Written task: Rewrite the items starting at the line containing "Help me locate the seal's tail." and ending at the line containing "(380, 189), (450, 239)", requests included, with every bounding-box coordinate in the answers multiplied by 2.5 and rounded to a whole number, halves rounded up. Give only those lines.

-=-=-=-=-

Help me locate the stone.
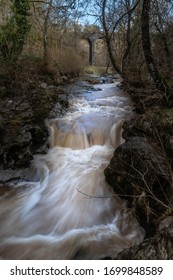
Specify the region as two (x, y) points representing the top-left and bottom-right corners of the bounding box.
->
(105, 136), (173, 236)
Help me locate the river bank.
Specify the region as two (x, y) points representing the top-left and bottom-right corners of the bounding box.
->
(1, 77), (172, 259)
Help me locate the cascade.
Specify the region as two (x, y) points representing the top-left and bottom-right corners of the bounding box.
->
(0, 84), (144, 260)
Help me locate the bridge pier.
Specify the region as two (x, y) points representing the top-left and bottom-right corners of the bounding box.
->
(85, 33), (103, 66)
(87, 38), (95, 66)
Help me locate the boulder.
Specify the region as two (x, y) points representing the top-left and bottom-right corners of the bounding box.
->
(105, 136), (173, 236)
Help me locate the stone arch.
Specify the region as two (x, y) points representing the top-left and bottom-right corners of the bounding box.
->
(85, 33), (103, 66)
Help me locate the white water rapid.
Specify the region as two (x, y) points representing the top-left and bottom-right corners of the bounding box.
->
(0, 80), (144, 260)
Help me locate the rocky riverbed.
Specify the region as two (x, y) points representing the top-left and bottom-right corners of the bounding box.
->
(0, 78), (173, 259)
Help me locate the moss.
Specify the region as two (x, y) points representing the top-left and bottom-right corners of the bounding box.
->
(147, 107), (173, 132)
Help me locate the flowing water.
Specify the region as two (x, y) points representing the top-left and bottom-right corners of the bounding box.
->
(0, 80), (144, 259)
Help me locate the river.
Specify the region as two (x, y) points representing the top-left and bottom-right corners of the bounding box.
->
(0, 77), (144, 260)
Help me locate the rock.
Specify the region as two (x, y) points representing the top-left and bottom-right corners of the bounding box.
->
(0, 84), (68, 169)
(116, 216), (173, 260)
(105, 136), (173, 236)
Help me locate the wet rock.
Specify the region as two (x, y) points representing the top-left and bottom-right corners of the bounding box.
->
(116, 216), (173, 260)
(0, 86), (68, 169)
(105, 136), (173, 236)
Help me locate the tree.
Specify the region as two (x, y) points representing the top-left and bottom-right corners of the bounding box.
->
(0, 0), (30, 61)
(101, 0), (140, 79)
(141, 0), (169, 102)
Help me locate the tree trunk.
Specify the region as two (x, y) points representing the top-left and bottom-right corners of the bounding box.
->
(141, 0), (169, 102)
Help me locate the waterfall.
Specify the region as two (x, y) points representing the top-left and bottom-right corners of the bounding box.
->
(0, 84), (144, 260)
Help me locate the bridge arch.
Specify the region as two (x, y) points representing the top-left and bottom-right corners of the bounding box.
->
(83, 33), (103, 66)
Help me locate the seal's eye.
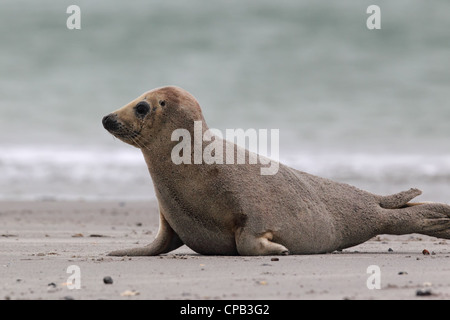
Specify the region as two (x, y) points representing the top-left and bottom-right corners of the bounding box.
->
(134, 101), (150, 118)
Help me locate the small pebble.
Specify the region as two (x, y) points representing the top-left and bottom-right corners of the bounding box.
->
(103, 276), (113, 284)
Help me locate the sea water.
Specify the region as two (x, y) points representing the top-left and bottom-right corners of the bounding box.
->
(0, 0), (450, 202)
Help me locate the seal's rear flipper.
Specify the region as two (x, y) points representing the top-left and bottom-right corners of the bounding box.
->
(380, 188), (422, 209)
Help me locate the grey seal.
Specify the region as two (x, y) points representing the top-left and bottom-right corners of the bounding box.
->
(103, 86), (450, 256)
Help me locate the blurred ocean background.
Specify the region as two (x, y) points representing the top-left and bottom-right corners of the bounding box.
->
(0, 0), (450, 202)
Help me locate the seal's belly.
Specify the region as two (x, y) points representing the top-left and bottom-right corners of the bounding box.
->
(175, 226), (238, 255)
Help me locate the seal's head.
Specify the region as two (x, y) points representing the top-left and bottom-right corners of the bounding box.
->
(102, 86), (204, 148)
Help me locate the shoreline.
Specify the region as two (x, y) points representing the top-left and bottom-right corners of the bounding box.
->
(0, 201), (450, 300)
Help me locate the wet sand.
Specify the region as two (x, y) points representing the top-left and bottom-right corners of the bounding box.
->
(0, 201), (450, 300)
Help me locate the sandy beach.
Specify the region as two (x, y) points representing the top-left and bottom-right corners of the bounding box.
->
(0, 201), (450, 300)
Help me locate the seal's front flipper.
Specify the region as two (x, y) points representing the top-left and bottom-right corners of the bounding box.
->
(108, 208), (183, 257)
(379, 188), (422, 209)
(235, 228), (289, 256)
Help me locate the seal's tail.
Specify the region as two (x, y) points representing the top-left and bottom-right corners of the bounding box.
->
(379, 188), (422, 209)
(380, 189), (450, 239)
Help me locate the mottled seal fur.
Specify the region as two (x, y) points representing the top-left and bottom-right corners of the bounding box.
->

-=-=-=-=-

Expected output:
Help me locate the seal's tail.
Specify the region as two (x, y) points representing the top-left and bottom-right corners of the bounding box.
->
(948, 470), (1055, 523)
(950, 473), (1125, 598)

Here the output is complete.